本文:
2023/04/15
【陸上自衛隊】インド陸軍×陸上自衛隊による共同訓練「ダルマ・ガーディアン2022」
ダルマ・ガーディアン2023
インド太平洋地域の安定化は周知のとおり近年重要度を増しつつあることから、基本的価値を共有する日米豪印4カ国による戦略対話の枠組み「QUAD(クアッド)」が生まれた。これに関連して日本とインドは同志国として急速に防衛交流を深めており、2018年より日印共同訓練「ダルマ・ガーディアン」がスタートしている。同訓練はこれまでインド国内を中心に開催されてきたが、4回目にして初めて日本国内で実施された。今回はその模様を取材したので、お伝えしていこう。
日本国内初開催の日印共同訓練
2023年2月17日から3月2日まで、陸上自衛隊饗庭野演習場(滋賀県)において、日印共同訓練「ダルマ・ガーディアン22」が実施された。日本側からは第3師団第36普通科連隊(伊丹駐屯地)の190人、インド陸軍側からは第5歩兵大隊の約40人が参加している。
今回で4回目となる日印共同訓練であるが、これまでインドで開催されてきた。よって今回が初の日本開催となる。インド側は、「Indo-Japan Joint EX(印日共同訓練)」と呼んでいるが、陸上自衛隊側は“共同”という言葉は使わず、「印陸軍との実動訓練」と呼んでいる。加えて、2023年になっても訓練名の後に“22”としているのは間違いではなく、2022年度計画の訓練であることを意味している。
訓練名の“ダルマ”については皆様のご想像通り、縁起物の置物である「ダルマ」のこと。もともとはインド人仏教僧で、中国禅宗の開祖とも言われる「ボーディ・ダルマ」に因んでいる。中国では「菩薩達磨」、日本では「達磨大使」とも呼ばれており、我々の知るダルマは、「ボーディ・ダルマ」が座禅をする姿を表しているという。そして、両国でダルマという単語はよく知られていることから、訓練のコードネームとして選ばれた。

提供データ:
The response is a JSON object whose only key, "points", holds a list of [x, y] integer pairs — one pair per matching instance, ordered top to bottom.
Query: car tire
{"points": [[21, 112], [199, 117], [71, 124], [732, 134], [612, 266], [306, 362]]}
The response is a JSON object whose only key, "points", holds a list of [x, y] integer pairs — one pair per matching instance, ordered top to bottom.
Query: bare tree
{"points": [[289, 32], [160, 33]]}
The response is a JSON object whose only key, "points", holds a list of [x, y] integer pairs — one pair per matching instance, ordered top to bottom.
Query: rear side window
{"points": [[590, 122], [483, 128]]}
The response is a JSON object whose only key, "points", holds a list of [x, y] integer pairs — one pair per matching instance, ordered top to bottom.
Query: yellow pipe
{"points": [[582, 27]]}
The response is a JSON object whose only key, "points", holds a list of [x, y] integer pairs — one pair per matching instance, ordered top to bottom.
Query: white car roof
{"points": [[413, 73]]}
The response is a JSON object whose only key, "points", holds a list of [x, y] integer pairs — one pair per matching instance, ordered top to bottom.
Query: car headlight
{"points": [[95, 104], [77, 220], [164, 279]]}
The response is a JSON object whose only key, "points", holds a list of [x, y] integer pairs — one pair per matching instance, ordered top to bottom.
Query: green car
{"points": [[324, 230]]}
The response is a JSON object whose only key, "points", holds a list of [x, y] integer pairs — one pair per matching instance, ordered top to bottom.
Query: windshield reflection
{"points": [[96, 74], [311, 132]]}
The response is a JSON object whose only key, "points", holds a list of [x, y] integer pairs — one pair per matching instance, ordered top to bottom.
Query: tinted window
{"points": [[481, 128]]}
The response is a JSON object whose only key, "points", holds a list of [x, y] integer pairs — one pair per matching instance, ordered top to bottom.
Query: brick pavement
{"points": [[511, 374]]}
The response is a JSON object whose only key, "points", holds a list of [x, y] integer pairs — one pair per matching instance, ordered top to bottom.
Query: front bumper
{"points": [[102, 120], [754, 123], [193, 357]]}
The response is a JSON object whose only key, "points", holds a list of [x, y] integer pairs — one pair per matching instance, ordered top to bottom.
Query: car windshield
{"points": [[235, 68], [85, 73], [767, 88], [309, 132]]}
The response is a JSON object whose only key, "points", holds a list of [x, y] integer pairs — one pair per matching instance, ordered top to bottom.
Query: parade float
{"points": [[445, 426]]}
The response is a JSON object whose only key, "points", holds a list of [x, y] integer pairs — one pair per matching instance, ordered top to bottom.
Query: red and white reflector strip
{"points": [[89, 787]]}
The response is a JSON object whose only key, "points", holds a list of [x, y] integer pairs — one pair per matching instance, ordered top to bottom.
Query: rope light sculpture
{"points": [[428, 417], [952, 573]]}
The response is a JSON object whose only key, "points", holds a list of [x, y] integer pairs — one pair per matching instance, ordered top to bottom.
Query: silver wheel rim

以下の課題:
• A. 本文の「ダルマ・ガーディアン2023」から「コードネームとして選ばれた。」までを、一字一句変えずに書き写してください。
• B. 本文について、次の問いに答えてください。
(i) 「ダルマ・ガーディアン22」はどこの演習場で実施されましたか。
(ii) 日本側から参加した部隊はどこで、人数は何人ですか。
(iii) 訓練名の後に付く「22」は何を意味していますか。

各問の解答:
• A.
ダルマ・ガーディアン2023
インド太平洋地域の安定化は周知のとおり近年重要度を増しつつあることから、基本的価値を共有する日米豪印4カ国による戦略対話の枠組み「QUAD(クアッド)」が生まれた。これに関連して日本とインドは同志国として急速に防衛交流を深めており、2018年より日印共同訓練「ダルマ・ガーディアン」がスタートしている。同訓練はこれまでインド国内を中心に開催されてきたが、4回目にして初めて日本国内で実施された。今回はその模様を取材したので、お伝えしていこう。
日本国内初開催の日印共同訓練
2023年2月17日から3月2日まで、陸上自衛隊饗庭野演習場(滋賀県)において、日印共同訓練「ダルマ・ガーディアン22」が実施された。日本側からは第3師団第36普通科連隊(伊丹駐屯地)の190人、インド陸軍側からは第5歩兵大隊の約40人が参加している。
今回で4回目となる日印共同訓練であるが、これまでインドで開催されてきた。よって今回が初の日本開催となる。インド側は、「Indo-Japan Joint EX(印日共同訓練)」と呼んでいるが、陸上自衛隊側は“共同”という言葉は使わず、「印陸軍との実動訓練」と呼んでいる。加えて、2023年になっても訓練名の後に“22”としているのは間違いではなく、2022年度計画の訓練であることを意味している。
訓練名の“ダルマ”については皆様のご想像通り、縁起物の置物である「ダルマ」のこと。もともとはインド人仏教僧で、中国禅宗の開祖とも言われる「ボーディ・ダルマ」に因んでいる。中国では「菩薩達磨」、日本では「達磨大使」とも呼ばれており、我々の知るダルマは、「ボーディ・ダルマ」が座禅をする姿を表しているという。そして、両国でダルマという単語はよく知られていることから、訓練のコードネームとして選ばれた。

• B.
(i) 陸上自衛隊饗庭野演習場(滋賀県)
(ii) 第3師団第36普通科連隊(伊丹駐屯地)の190人
(iii) 2022年度計画の訓練であること